READING PASSAGE:
A user can enter commands and information into the computer 1802 through one or more wired/wireless input devices 1828, such as a keyboard and a pointing device, such as a mouse. Other input devices (not shown) may include a microphone, an IR remote control, a joystick, a game pad, a stylus pen, touch screen, or the like. These and other input devices are often connected to the processing unit 1804 through an input device (interface) port 1830 that is coupled to the system bus 1808, but can be connected by other interfaces, such as a parallel port, an IEEE 1094 serial port, a game port, a USB port, an IR interface, etc. Additionally, the interface ports 1830 may include one or more channels of digital and/or analog input. The interface ports for analog signals will receive for example a voltage input coming from a process sensor such as a temperature sensor. The voltage input to the interface ports 1830 from the temperature sensor may vary linearly with the temperature of the sensor. The interface port will generate a digital value that corresponds to the voltage presented to the interface ports. The digital representation of the sensor value will be processed, averaged, or filtered as needed for use by applications 1820 and/or modules 1824. The interface ports may also receive digital inputs such from a switch or a button and similarly provide this digital value to applications 1820 and/or modules 1824.

A monitor or other type of display device is also connected to the system bus 1808 via an output (adapter) port 1834, such as a video adapter. In addition to the monitor, a computer typically includes other peripheral output devices 1836, such as speakers, printers, etc. The output adapters may also provide one or more digital and/or analog values for use by display, control, or other computer-based devices. For example, the output adapter 1834 could provide a voltage signal between about 0 volts and 10 volts that correspond to the desired speed of a mixing motor such that about 0 volts corresponds to around 0 rpm (revolutions per minute) and about 10 volts corresponds to around 1200 rpm.

The computer 1802 may operate in a networked environment using logical connections via wired and/or wireless communications to one or more remote computers, such as a remote computer(s) 1838. The remote computer(s) 1838 can be a workstation, a server computer, a router, a personal computer, portable computer, microprocessor-based entertainment appliance, a peer device or other common network node, and typically includes many or all of the elements described relative to the computer 1802, although, for purposes of brevity, only a memory/storage device 1840 is illustrated. Multiple computers may operate in an integrated manner to control a single (e.g., multi-step) production process. Process control tasks may be distributed across multiple computers. For example, an agent-based control architecture may have all the agents reside in a single computer-based controller or may have several or more agents reside in several computer-based controllers, or have each agent reside in a separate computer-based controller.

SUPPLIED DATA:
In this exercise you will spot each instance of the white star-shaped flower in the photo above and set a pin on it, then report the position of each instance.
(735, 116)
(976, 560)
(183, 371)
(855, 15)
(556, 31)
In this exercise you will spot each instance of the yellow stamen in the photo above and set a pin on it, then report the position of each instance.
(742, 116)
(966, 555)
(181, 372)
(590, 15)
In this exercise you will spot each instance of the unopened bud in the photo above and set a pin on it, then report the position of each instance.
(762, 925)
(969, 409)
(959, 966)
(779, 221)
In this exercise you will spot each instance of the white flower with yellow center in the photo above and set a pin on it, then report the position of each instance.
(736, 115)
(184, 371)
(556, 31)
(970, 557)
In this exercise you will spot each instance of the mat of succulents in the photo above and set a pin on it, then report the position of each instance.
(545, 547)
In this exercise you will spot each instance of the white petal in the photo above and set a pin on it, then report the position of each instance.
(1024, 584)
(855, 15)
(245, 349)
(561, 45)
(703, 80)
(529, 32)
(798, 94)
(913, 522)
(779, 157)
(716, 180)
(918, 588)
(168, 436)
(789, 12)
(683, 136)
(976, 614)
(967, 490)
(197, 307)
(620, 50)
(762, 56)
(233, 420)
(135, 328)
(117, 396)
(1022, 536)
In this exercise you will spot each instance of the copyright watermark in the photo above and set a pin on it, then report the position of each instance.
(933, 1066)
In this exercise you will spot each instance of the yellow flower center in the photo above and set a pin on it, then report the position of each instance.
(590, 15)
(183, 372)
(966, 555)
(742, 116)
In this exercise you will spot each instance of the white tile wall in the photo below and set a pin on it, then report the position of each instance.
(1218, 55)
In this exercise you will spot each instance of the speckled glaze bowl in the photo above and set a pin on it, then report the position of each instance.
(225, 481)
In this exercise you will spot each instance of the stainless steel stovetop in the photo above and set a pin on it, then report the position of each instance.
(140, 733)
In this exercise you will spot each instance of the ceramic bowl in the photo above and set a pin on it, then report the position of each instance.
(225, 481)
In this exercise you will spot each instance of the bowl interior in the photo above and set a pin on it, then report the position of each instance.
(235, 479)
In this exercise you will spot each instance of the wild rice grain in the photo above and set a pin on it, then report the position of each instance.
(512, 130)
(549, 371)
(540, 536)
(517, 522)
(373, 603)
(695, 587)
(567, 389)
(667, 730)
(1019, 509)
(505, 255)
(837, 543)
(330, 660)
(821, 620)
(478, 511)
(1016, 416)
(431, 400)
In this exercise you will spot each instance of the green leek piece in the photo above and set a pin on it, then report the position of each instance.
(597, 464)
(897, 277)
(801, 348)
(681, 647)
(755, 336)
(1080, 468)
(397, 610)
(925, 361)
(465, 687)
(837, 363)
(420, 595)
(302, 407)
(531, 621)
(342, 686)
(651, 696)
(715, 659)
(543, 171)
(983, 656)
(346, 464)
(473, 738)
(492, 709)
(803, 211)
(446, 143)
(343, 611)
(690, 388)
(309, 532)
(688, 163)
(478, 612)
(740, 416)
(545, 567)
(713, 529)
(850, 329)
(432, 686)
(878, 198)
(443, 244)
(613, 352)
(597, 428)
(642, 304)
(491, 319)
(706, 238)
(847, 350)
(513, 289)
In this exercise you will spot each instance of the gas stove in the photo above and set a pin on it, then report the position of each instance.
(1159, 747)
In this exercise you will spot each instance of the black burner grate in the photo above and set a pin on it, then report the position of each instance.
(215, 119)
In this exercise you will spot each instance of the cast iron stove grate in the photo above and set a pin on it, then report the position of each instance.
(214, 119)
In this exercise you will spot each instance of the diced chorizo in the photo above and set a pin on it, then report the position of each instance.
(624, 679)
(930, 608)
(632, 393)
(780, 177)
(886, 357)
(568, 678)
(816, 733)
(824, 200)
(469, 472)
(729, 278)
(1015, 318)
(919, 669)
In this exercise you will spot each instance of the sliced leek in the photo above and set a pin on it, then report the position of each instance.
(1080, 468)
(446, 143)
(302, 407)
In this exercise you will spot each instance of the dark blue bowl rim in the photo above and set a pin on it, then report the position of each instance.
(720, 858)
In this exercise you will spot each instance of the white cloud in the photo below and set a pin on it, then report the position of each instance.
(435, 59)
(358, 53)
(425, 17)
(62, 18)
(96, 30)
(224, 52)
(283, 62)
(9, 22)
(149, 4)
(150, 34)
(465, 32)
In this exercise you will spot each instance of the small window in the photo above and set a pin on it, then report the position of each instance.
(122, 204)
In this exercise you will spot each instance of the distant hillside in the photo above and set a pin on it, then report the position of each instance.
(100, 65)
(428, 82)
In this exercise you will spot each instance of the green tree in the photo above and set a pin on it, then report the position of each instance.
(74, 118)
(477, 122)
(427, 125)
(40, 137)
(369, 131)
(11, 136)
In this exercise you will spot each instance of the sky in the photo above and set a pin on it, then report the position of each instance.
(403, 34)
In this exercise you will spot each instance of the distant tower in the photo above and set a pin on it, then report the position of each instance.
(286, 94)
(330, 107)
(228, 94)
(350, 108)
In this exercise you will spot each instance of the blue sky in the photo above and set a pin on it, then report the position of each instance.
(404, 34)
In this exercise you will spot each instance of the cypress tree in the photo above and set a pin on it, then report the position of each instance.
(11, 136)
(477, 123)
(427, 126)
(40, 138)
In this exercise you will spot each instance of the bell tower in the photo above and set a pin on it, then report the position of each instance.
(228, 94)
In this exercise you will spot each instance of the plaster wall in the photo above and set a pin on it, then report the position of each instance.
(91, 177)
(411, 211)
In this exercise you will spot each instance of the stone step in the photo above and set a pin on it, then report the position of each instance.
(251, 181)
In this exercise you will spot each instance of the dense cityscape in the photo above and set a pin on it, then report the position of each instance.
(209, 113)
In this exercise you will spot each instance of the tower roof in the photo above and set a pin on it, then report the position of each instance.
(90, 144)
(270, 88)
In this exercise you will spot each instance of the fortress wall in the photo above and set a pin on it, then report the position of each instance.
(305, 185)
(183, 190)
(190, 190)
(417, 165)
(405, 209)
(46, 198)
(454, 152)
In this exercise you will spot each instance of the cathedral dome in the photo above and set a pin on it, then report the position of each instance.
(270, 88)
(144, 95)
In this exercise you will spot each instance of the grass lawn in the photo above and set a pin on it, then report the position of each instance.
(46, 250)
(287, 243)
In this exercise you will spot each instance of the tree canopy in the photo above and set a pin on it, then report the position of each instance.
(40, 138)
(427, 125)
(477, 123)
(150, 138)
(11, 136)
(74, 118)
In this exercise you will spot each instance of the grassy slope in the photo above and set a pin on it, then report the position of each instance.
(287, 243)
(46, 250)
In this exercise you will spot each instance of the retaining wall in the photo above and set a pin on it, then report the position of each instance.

AIM 1: Could you convert the rows starting at the one containing "the white petal" and ending at the one containing "(933, 1066)" into a numbered list, leaving out blank lines?
AIM 2: Can you carry on the computer hardware description past its final sentence?

EXERCISE ANSWER 1:
1. In this exercise you will spot each instance of the white petal in the photo above and set a pin on it, then report the position of each instance.
2. (1024, 584)
3. (855, 15)
4. (245, 349)
5. (561, 45)
6. (703, 80)
7. (529, 32)
8. (798, 94)
9. (913, 522)
10. (779, 157)
11. (716, 180)
12. (918, 588)
13. (168, 436)
14. (789, 12)
15. (683, 136)
16. (976, 614)
17. (967, 490)
18. (197, 307)
19. (620, 50)
20. (762, 56)
21. (233, 420)
22. (135, 328)
23. (117, 396)
24. (1022, 536)
25. In this exercise you will spot each instance of the copyright watermark in the photo above and set a pin on it, then report the position of each instance.
26. (933, 1066)

EXERCISE ANSWER 2:
The remote computer(s) can have a network interface 1842 that enables logical connections to computer 1802. The logical connections include wired/wireless connectivity to a local area network (LAN) and/or larger networks, e.g., a wide area network (WAN). Such LAN and WAN networking environments are commonplace in offices and companies, and facilitate enterprise-wide computer networks, such as intranets, all of which may connect to a global communications network, e.g., the Internet.

When used in a LAN networking environment, the computer 1802 is connected to the local network through a wired and/or wireless communication network interface or adapter (communication connection(s)) 1844. The adaptor 1844 may facilitate wired or wireless communication to the LAN, which may also include a wireless access point disposed thereon for communicating with the wireless adaptor.

When used in a WAN networking environment, the computer 1802 can include a modem, or is connected to a communications server on the WAN, or has other means for establishing communications over the WAN, such as by way of the Internet. The modem, which can be internal or external and a wired or wireless device, is connected to the system bus 1808 via the serial port interface. In a networked environment, program modules depicted relative to the computer 1802, or portions thereof, can be stored in the remote memory/storage device 1840. It will be appreciated that the network connections shown are illustrative and other means of establishing a communications link between the computers can be used.

The computer 1802 is operable to communicate with any wireless devices or entities operatively disposed in wireless communication, e.g., a printer, scanner, desktop and/or portable computer, portable data assistant, communications satellite, any piece of equipment or location associated with a wirelessly detectable tag (e.g., a kiosk, news stand, and so forth), and telephone. This includes at least Wi-Fi and Bluetooth™ wireless technologies. Thus, the communication can be a predefined structure as with a conventional network or simply an ad hoc communication between at least two devices.

Wi-Fi, or Wireless Fidelity, allows connection to the Internet without wires. Wi-Fi is a wireless technology similar to that used in a cell phone that enables such devices, e.g., computers, to send and receive data indoors and out; anywhere within the range of a base station. Wi-Fi networks use radio technologies called IEEE 802.11x (a, b, g, etc.) to provide secure, reliable, fast wireless connectivity. A Wi-Fi network can be used to connect computers to each other, to the Internet, and to wired networks (which use IEEE 802.3 or Ethernet).

Wi-Fi networks can operate in the unlicensed 2.4 and 5 GHz radio bands. IEEE 802.11 applies generally to wireless LANs and provides 1 or 2 Mbps transmission in the 2.4 GHz band using either frequency hopping spread spectrum (FHSS) or direct sequence spread spectrum (DSSS). IEEE 802.11a is an extension to IEEE 802.11 that applies to wireless LANs and provides up to 54 Mbps in the 5 GHz band. IEEE 802.11a uses an orthogonal frequency division multiplexing (OFDM) encoding scheme rather than FHSS or DSSS. IEEE 802.11b (also referred to as 802.11 High Rate DSSS or Wi-Fi) is an extension to 802.11 that applies to wireless LANs and provides 11 Mbps transmission (with a fallback to 5.5, 2 and 1 Mbps) in the 2.4 GHz band. IEEE 802.11g applies to wireless LANs and provides 20+ Mbps in the 2.4 GHz band. Products can contain more than one band (e.g., dual band), so the networks can provide real-world performance similar to the basic 10BaseT wired Ethernet networks used in many offices.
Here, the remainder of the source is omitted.